BEGIN GIVEN DATA

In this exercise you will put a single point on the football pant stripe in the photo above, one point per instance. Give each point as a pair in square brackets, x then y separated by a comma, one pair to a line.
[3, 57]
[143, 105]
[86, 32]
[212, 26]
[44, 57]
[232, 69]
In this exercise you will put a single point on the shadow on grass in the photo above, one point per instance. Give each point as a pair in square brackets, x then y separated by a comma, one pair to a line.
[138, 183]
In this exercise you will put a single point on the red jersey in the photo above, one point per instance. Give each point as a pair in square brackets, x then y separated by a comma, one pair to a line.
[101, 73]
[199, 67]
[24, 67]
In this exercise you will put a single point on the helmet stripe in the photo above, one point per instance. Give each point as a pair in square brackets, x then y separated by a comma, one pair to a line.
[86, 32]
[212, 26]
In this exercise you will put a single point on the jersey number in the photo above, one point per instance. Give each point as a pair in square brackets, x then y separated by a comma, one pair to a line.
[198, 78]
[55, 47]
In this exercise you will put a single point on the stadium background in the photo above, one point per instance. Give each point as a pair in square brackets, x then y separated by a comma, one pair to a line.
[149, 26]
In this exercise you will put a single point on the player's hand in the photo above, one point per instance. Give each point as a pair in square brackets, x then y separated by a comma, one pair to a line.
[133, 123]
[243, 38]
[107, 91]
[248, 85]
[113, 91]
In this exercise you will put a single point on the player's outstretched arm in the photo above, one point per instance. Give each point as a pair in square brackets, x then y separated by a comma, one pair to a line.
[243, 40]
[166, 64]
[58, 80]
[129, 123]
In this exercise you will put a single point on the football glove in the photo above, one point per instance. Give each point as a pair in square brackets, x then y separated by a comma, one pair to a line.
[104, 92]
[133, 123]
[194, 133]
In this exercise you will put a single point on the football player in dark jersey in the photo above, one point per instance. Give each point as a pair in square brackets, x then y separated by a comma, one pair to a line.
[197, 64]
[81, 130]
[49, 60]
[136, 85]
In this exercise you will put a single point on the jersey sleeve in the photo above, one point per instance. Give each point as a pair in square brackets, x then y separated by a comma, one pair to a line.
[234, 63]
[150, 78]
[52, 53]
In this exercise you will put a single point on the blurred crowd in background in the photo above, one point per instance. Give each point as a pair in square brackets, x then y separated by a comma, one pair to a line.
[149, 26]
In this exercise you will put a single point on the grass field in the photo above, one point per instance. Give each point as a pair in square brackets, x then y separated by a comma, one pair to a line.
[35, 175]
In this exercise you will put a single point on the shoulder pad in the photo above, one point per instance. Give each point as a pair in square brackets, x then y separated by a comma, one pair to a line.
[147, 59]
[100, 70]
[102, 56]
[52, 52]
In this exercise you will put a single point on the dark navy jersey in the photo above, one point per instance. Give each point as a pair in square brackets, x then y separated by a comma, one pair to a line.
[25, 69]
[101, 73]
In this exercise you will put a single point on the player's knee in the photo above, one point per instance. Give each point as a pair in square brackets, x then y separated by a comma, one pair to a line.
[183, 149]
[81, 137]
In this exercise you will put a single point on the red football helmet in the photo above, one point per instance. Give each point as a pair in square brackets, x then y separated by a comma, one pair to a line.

END GIVEN DATA

(WRITTEN TASK)
Repeat the entries exactly, all of them.

(SOLUTION FOR THIS PROBLEM)
In this exercise you will put a single point on the football pant stripe in the photo above, one point per instance. Give each point as a pair in square brackets, x then y separated by a comma, one pair to a line.
[3, 57]
[143, 105]
[86, 32]
[212, 26]
[44, 57]
[232, 69]
In this exercise you will put a single point on the shadow on grass in the photo above, one point per instance. Give each point as a pair in square brackets, x then y separated by a comma, one pair to a line.
[138, 183]
In this exercise you will put a single point on the red jersey in the photo above, one point per instance. Give each point as a pair in square brackets, x then y separated by a comma, one pair to a line.
[101, 73]
[199, 67]
[24, 67]
In this exercise you will put a single point on the helmet stripe in the photo above, one point per instance. Give each point as a pair in square brackets, x then y separated by a comma, one pair to a line.
[86, 32]
[212, 26]
In this exercise you will put a single point on the jersey number in the photo above, one point per instance. Give each point as a pair in square brackets, x then y separated by a comma, one pair to a line.
[198, 78]
[55, 47]
In this exercise you will put a single point on the stadium background in the photo above, one point per instance. Give each point as a pair in square brackets, x then y separated by a comma, one pair to a line.
[149, 26]
In this exercise you will put a single point on the player's hand in the photo above, one point per instance. Give each point as a pair in square brackets, x then y separated by a comma, one pair to a line.
[133, 123]
[243, 38]
[107, 91]
[248, 85]
[113, 91]
In this exercise you will put a single point on the player's outstretched arm in the photo above, one point per instance. Give each point as a pair in square brackets, x then y separated by a comma, one pair to a line.
[243, 40]
[166, 64]
[58, 80]
[129, 123]
In this exercise you will put a single point on the football glove in the photo above, one point per instance. Give each point as a pair in square brackets, x then y separated by a comma, one pair to a line.
[104, 92]
[133, 123]
[194, 133]
In this exercise you will put a single point on the football player in dark jersey in the photo above, one point per instance. Give each point as a pair in square brackets, x then y separated by a comma, one pair to a line.
[197, 64]
[81, 130]
[49, 60]
[136, 85]
In this exercise you will put a single point on the jersey sleeve in the photo above, one point per instance. Give each point as a pair in square brackets, x then y separated by a comma, one pair to a line.
[234, 63]
[150, 78]
[52, 53]
In this exercise you will put a single point on the blurred crowd in background in the photo above, one point per instance. Give each point as a pair in square brackets, x then y separated by a comma, one pair to a line.
[149, 26]
In this exercise you will put a single point on the grass field in the photo above, one point per instance. Give each point as a pair in square brackets, x then y separated by a comma, one pair to a line.
[35, 175]
In this exercise you will put a single point on the shoulder pad in the photo above, one point per instance. Give each point as a pair in square brackets, x then y separated by a comma, one pair to a line.
[147, 59]
[100, 70]
[102, 56]
[52, 52]
In this exercise you will put a single point on the dark navy jersey in the photo above, one point per instance. Give each point as a pair in square brackets, x then y separated by a comma, one pair to a line.
[25, 69]
[101, 73]
In this exercise you will put a single point on the player's knee in the photo above, one point per instance. Give each point as a pair in square brackets, x then y separated by a comma, one pair to a line.
[183, 149]
[81, 137]
In this exercise you will put a single point on the red football helmet in the photo above, one point per instance. Give each point as a pair in square brackets, x then y separated by a comma, one pair to a line.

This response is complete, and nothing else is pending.